EXTRAIT CHOISI:

╭──

On remarquera l’importance de la scène militaire dans
l’enluminure : elle occupe la
moitié de la page. Le roi de France, Rex christianissimus, est
bien un roi de guerre tout
autant qu’un roi de paix.
2. Le pouvoir royal et la régulation de la violence armée
La régulation royale de la violence et la promotion de la paix
du XIIe au XVe siècle
Les principes de régulation de la violence portés par l’Eglise
aux Xe-XIIe siècle sont repris
par la royauté capétienne, qui les utilise pour affermir son
contrôle sur les grands féodaux.
-Décret de paix générale de Louis VII (10/06/1155).
Le décret de paix général de Louis VII en 1155 montre que la
royauté s’appuie sur la
promotion des idéaux d’ordre, de justice et de paix pour
renforcer ses liens avec les grands
princes : duc de Bourgogne, comte de Flandre. Le texte est
promulgué lors du concile de
Soissons, ce qui montre les liens forts entretenus par la
royauté capétienne avec l’Eglise
(archevêques de Reims et de Sens). Le texte réitère d’ailleurs
des proscriptions issues de la
Paix et de la Trêve de Dieu.

╰──

PARTIE DES DONNÉES:
╭──

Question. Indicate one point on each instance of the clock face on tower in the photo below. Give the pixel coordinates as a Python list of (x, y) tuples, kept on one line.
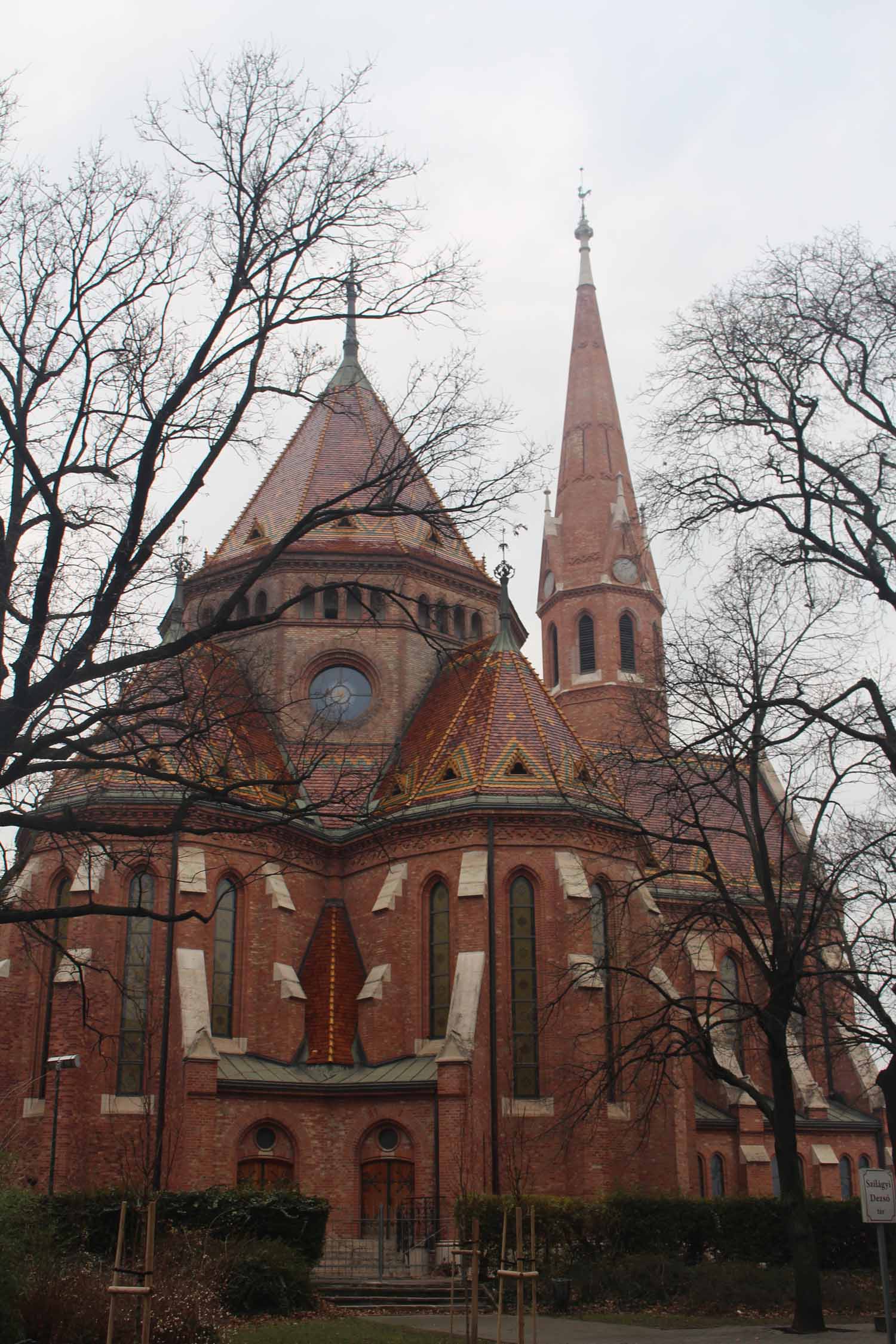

╰──

CONSIGNE ÉCRITE: D'après l'extrait choisi, lors de quel concile le décret de paix générale de Louis VII a-t-il été promulgué ?

RÉPONSE ATTENDUE: Lors du concile de Soissons.